**Task item:** In the passage on time-capsule towns, who created the fictional town of Germelshausen?

**Selected text:**
────────────────

What I found most interesting about this flick is its membership in an odd little subgenre of flick that posits the existence of time-capsule towns, isolated from the rest of the world and preserved, throughout the South. Think of them as "Hee-Haw" versions of Doyle's Lost World.

I'm just thinking out loud here, so forgive me if I ramble.

The origins of this idea – the town trapped in amber – aren't, it seems to me, distinctly Southern. The archetype for it is, I suspect, the fictional town of Germelshausen, the creation of German novelist Friedrich Gerstäcker. His cursed village was later re-imagined as a Scottish village 1947 stage musical by Alan Jay Lerner (lingering anti-German sentiment from WWII necessitated the cultural reworking).

────────────────

**Dataset extract:**
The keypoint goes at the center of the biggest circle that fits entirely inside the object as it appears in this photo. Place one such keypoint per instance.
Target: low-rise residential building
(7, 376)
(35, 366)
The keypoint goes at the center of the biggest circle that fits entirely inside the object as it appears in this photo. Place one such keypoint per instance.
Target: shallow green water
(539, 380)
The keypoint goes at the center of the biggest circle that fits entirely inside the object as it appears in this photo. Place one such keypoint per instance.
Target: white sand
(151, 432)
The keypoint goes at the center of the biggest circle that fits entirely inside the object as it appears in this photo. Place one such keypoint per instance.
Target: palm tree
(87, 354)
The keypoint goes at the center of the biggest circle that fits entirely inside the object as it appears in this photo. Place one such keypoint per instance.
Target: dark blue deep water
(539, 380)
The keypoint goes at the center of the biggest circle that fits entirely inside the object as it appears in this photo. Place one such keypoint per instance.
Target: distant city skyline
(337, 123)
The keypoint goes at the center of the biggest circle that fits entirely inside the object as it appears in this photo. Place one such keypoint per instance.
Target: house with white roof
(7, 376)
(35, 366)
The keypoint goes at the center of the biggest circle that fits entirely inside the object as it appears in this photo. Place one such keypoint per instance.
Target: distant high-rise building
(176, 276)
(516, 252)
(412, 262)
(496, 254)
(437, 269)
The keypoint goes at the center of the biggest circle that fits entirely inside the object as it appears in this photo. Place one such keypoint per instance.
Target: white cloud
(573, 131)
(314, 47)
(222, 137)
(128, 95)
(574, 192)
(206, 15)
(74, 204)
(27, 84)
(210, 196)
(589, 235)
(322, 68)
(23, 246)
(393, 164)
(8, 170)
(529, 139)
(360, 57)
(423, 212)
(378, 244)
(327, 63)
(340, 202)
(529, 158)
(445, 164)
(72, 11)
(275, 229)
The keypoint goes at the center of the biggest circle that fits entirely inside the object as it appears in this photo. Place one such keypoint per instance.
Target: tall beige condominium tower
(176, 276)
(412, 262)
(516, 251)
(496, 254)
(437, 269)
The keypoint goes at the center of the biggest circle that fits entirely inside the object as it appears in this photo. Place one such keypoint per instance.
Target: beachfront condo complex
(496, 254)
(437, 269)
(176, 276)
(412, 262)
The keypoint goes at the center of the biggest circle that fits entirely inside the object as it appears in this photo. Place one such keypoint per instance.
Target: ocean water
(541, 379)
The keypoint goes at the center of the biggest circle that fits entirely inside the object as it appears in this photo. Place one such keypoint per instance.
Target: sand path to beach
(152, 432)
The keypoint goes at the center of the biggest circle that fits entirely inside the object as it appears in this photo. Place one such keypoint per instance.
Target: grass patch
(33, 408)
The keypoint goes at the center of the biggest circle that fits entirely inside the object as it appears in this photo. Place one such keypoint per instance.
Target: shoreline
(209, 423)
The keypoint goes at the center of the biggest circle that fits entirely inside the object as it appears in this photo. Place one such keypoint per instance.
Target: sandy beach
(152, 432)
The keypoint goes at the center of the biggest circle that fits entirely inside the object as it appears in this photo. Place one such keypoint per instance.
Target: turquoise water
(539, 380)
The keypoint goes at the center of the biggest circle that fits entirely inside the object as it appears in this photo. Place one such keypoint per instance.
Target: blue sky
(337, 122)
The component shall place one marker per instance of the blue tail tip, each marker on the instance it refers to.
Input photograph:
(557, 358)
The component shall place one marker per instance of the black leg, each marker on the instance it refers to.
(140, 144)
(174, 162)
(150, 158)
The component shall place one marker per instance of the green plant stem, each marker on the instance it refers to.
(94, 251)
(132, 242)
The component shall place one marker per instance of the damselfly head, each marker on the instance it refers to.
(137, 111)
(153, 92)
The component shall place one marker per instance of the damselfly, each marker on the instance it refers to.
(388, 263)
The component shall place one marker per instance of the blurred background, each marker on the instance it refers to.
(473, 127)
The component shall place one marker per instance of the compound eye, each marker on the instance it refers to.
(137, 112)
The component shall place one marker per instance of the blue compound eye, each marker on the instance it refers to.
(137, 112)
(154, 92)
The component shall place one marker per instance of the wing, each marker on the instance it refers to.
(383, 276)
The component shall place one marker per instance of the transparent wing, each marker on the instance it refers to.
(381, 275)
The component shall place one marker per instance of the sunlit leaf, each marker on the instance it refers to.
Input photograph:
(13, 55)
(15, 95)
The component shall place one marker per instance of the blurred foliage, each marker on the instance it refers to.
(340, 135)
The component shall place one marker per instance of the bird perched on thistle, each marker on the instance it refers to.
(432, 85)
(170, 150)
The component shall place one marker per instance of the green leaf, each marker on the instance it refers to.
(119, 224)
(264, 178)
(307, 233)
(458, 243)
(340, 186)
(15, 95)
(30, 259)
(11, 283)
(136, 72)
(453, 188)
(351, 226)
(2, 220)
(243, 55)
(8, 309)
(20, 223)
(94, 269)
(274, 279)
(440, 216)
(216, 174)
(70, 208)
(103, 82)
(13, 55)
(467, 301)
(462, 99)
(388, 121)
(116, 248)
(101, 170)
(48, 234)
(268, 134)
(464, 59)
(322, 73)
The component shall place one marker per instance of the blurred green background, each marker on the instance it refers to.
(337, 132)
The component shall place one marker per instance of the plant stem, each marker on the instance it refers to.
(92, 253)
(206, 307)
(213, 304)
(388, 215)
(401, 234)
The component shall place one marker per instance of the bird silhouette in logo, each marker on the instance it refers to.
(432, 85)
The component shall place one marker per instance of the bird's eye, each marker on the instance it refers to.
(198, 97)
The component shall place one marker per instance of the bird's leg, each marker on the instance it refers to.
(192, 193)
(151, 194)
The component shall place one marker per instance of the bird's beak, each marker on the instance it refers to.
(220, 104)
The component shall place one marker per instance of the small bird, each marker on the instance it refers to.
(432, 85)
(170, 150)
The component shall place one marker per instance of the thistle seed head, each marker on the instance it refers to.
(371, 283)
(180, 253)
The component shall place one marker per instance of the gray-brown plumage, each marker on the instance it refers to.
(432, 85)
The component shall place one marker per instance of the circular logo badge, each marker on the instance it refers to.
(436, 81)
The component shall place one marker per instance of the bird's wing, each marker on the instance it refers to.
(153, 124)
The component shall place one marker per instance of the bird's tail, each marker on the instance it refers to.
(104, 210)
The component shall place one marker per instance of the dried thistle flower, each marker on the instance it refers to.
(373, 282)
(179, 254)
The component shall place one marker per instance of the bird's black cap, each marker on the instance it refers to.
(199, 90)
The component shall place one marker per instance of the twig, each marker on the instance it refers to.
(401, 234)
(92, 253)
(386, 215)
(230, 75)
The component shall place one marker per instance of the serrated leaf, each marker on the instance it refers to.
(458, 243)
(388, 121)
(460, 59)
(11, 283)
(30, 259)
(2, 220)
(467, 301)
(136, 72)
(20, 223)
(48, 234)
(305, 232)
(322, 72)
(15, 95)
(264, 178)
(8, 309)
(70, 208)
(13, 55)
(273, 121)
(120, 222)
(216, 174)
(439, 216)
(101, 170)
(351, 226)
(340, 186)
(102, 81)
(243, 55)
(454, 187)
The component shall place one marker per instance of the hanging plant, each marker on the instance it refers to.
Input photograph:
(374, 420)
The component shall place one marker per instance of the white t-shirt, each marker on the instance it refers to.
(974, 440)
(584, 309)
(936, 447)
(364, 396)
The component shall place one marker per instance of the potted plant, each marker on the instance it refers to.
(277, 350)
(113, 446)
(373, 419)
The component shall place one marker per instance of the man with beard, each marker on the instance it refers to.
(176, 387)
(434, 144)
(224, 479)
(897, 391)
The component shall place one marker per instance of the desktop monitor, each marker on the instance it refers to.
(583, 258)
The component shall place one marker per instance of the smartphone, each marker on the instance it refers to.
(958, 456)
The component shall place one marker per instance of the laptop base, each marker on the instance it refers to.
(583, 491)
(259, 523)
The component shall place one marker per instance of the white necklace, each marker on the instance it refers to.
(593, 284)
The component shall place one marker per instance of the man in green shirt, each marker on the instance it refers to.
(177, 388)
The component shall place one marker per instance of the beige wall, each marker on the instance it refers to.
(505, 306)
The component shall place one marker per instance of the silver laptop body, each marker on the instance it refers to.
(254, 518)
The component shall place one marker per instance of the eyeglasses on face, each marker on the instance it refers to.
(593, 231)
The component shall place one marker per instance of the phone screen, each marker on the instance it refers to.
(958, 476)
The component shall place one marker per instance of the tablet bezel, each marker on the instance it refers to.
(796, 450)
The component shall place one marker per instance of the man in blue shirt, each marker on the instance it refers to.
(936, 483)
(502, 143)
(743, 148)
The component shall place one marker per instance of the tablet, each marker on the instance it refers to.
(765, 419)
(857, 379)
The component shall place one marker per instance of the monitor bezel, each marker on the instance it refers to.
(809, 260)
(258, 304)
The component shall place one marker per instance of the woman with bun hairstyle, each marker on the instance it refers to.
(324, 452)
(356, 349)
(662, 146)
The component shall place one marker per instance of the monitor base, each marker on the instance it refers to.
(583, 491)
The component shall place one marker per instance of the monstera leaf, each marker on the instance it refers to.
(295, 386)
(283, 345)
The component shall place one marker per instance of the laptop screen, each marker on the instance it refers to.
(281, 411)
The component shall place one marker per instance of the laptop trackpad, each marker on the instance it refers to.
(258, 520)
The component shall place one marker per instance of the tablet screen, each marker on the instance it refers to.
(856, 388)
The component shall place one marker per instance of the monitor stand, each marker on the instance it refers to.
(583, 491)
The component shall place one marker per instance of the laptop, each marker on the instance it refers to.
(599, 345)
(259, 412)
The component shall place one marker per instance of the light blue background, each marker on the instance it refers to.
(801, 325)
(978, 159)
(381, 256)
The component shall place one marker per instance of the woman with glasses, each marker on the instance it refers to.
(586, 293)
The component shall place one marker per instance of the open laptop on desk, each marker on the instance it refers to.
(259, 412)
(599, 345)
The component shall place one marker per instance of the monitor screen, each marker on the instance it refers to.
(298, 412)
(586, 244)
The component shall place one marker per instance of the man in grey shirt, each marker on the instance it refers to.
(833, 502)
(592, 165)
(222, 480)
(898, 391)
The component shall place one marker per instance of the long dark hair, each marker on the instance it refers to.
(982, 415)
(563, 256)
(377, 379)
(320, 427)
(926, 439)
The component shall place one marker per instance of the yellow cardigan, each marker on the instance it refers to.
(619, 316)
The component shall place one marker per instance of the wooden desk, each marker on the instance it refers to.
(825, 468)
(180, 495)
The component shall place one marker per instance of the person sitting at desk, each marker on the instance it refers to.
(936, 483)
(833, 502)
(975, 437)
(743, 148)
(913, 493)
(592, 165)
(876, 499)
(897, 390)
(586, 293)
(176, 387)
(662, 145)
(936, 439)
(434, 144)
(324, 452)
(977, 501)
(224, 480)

────────────────

**Solution:** German novelist Friedrich Gerstäcker